**PROBLEM DESCRIPTION:** Extract the lines from the first one in the records below through the line containing "Box the patterned rug.", keeping both ends and leaving out any pictures.

**GIVEN DATA:**
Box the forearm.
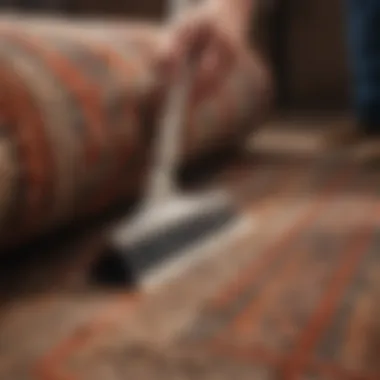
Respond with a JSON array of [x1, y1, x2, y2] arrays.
[[209, 0, 253, 37], [220, 0, 253, 18]]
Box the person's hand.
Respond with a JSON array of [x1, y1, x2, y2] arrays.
[[156, 0, 248, 95]]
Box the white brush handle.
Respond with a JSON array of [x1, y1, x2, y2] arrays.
[[146, 0, 194, 204], [169, 0, 192, 18]]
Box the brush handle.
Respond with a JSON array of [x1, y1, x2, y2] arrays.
[[169, 0, 193, 18], [146, 0, 194, 204]]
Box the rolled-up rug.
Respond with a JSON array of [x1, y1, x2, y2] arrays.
[[0, 14, 269, 249]]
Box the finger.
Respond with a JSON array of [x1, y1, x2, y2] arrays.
[[195, 47, 220, 93], [212, 25, 236, 72], [154, 31, 185, 83], [195, 30, 236, 96]]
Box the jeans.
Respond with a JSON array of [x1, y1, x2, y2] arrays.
[[346, 0, 380, 132]]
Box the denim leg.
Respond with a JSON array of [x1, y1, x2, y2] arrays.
[[346, 0, 380, 131]]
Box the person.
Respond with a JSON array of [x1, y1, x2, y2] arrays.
[[346, 0, 380, 146], [325, 0, 380, 158], [156, 0, 260, 97], [160, 0, 380, 160]]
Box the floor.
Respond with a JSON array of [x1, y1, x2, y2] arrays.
[[1, 120, 380, 380]]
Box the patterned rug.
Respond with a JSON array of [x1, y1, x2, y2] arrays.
[[1, 151, 380, 380]]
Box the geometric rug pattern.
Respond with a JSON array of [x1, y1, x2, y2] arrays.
[[1, 151, 380, 380]]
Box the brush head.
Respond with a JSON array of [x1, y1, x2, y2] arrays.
[[93, 192, 237, 287]]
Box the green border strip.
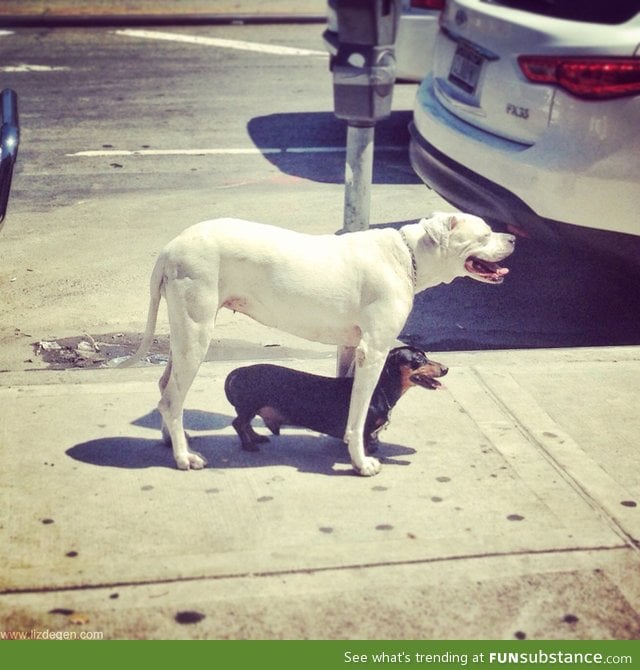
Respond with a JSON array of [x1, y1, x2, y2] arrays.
[[1, 640, 638, 670]]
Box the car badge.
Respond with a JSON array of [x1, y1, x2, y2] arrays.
[[455, 9, 467, 27]]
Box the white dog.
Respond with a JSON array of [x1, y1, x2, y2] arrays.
[[121, 212, 514, 475]]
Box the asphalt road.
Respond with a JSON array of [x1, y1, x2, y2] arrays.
[[1, 22, 639, 372]]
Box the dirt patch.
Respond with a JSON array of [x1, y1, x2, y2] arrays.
[[32, 332, 170, 369]]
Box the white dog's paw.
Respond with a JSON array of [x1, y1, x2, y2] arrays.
[[176, 450, 207, 470], [353, 456, 381, 477]]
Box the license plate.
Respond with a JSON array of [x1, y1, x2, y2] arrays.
[[448, 44, 484, 94]]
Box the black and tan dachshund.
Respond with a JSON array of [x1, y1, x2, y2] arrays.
[[224, 346, 448, 453]]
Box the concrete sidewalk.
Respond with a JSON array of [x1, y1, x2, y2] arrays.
[[1, 346, 639, 639]]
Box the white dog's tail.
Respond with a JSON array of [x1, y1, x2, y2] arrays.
[[117, 254, 164, 368]]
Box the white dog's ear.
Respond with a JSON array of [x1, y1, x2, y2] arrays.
[[423, 213, 458, 247]]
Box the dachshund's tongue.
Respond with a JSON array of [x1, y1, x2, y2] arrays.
[[411, 373, 443, 390]]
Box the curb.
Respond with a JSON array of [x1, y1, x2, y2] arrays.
[[0, 13, 326, 28], [0, 1, 326, 28]]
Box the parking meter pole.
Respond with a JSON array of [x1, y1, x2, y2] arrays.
[[337, 123, 374, 376], [329, 0, 401, 375], [343, 123, 374, 233]]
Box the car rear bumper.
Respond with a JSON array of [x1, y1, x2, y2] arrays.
[[408, 121, 640, 269], [408, 121, 552, 236], [412, 74, 640, 237]]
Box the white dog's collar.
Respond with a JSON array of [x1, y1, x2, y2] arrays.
[[399, 229, 417, 289]]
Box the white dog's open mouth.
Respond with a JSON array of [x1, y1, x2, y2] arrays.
[[465, 257, 510, 284]]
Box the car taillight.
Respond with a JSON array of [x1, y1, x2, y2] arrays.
[[518, 56, 640, 100], [410, 0, 446, 9]]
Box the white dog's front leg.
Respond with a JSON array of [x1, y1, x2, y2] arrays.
[[345, 344, 387, 477]]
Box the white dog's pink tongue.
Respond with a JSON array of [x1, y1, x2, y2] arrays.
[[466, 257, 509, 279]]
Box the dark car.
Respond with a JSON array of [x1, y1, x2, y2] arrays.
[[0, 87, 19, 230]]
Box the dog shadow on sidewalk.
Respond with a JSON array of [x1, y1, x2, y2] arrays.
[[66, 408, 415, 476]]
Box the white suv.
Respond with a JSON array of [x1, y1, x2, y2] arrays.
[[409, 0, 640, 265]]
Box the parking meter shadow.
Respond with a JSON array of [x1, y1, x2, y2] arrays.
[[247, 110, 420, 185]]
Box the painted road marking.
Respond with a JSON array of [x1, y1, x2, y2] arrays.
[[69, 148, 277, 157], [115, 29, 327, 58], [0, 64, 70, 72], [66, 146, 405, 157]]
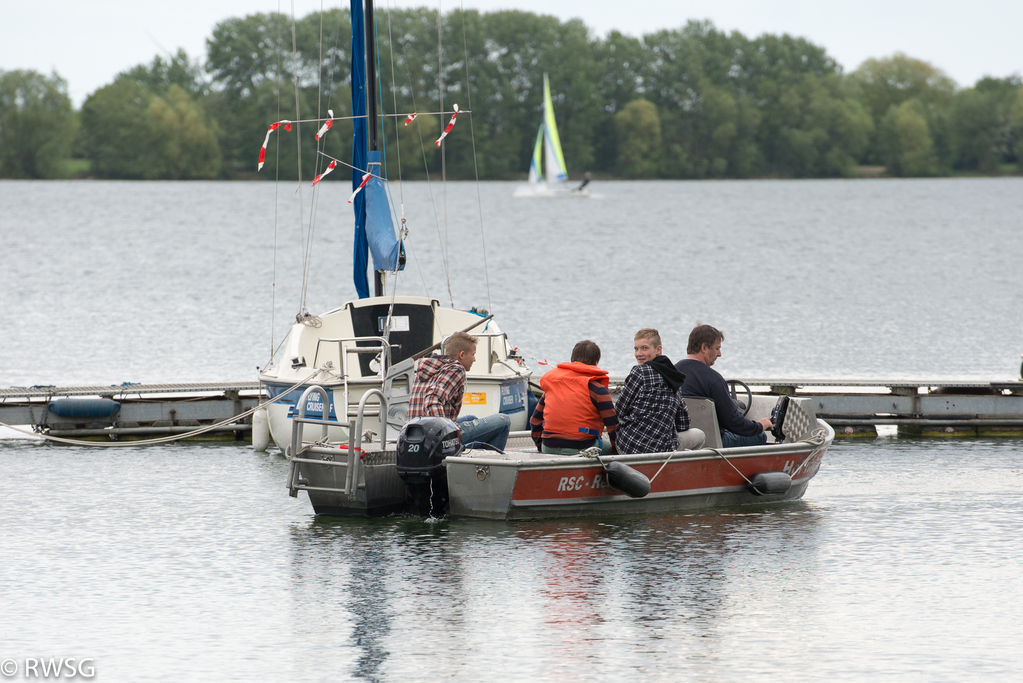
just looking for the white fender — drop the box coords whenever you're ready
[252,408,270,452]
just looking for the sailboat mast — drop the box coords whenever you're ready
[364,0,386,296]
[365,0,379,154]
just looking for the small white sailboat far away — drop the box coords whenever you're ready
[514,73,591,198]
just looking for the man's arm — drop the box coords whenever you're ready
[529,395,546,450]
[616,367,640,420]
[589,380,618,450]
[709,376,764,436]
[674,394,691,432]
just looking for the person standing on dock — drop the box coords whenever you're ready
[529,340,618,454]
[675,324,772,448]
[615,329,706,454]
[408,331,510,450]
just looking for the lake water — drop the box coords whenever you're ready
[2,178,1023,681]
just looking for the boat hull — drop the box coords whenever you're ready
[445,422,832,520]
[292,447,408,517]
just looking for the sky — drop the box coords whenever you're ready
[3,1,1021,105]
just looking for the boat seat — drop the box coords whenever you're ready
[681,397,722,449]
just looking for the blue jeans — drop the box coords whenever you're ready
[458,413,511,451]
[721,430,767,448]
[541,435,611,455]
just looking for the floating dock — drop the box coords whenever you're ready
[743,378,1023,437]
[0,382,262,441]
[2,378,1022,442]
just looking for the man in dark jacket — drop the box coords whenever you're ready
[675,324,772,448]
[615,328,705,454]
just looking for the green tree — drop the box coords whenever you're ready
[851,54,957,164]
[615,99,661,177]
[80,67,222,179]
[149,85,222,179]
[591,31,645,171]
[949,77,1021,172]
[205,10,350,179]
[80,79,158,178]
[1011,89,1023,170]
[878,100,936,176]
[0,70,74,178]
[852,53,957,122]
[756,72,873,177]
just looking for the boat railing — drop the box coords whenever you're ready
[287,385,389,500]
[312,335,396,422]
[469,331,508,374]
[312,335,396,381]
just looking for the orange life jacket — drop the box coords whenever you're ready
[538,362,609,440]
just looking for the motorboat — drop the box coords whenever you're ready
[287,390,833,519]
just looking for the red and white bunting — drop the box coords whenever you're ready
[404,112,418,126]
[434,104,459,147]
[257,121,292,171]
[311,160,337,187]
[347,173,372,203]
[315,110,335,140]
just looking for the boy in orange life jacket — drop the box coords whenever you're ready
[529,340,618,454]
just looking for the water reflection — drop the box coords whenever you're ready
[286,504,825,679]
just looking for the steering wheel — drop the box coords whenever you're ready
[725,379,753,417]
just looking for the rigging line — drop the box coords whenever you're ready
[383,1,406,230]
[299,0,331,317]
[271,0,286,366]
[460,1,492,312]
[316,151,387,179]
[403,235,432,299]
[394,9,451,302]
[289,0,309,314]
[438,1,454,309]
[276,110,462,125]
[373,0,401,242]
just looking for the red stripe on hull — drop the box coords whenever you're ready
[511,450,819,502]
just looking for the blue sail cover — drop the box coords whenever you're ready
[350,0,404,298]
[350,0,370,298]
[364,151,404,271]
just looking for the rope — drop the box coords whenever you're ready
[0,370,324,448]
[289,0,309,315]
[459,1,493,313]
[437,3,454,309]
[388,3,449,306]
[270,0,285,369]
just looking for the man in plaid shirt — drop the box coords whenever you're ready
[407,330,510,450]
[616,328,705,454]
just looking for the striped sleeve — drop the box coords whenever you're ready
[529,395,546,450]
[589,380,618,446]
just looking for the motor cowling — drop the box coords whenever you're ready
[396,416,463,517]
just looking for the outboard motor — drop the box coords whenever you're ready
[396,417,463,517]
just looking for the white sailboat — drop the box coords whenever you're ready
[257,0,532,468]
[514,73,591,198]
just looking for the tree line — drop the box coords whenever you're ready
[2,8,1022,181]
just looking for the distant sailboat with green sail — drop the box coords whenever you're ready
[515,73,591,198]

**OUTPUT BELOW:**
Box the forearm.
Respond with a JSON array of [x1, y1, x2, y2] arrays.
[[209, 0, 253, 37], [220, 0, 253, 18]]
Box the person's hand.
Respond with a JSON array of [x1, y1, x2, y2] arrays.
[[156, 0, 248, 95]]
Box the white brush handle.
Respond with a JSON array of [x1, y1, x2, y2] arrays.
[[146, 0, 194, 204], [169, 0, 192, 18]]
Box the brush handle.
Respond with a JSON array of [x1, y1, x2, y2] arrays.
[[169, 0, 193, 18], [146, 0, 194, 204]]
Box the rolled-up rug.
Respond with a JSON array of [x1, y1, x2, y2] arrays.
[[0, 14, 269, 249]]
Box the finger.
Respond with a JSON array of [x1, y1, x2, y2] arrays.
[[195, 47, 220, 93], [212, 25, 236, 72], [154, 31, 185, 83], [195, 30, 236, 96]]
Box the jeans.
Respond with a JSON array of [x1, y1, x2, y2] arrays.
[[346, 0, 380, 132]]
Box the denim leg.
Respond with a JSON array of [x1, y1, x2, y2] arrays.
[[346, 0, 380, 131]]
Box the person.
Respond with a JSON array of [x1, y1, x2, y2] arrays.
[[346, 0, 380, 146], [325, 0, 380, 158], [156, 0, 260, 97], [160, 0, 380, 160]]
Box the floor.
Respond with a JSON array of [x1, y1, x2, y2] arrays.
[[1, 120, 380, 380]]
Box the patterned rug.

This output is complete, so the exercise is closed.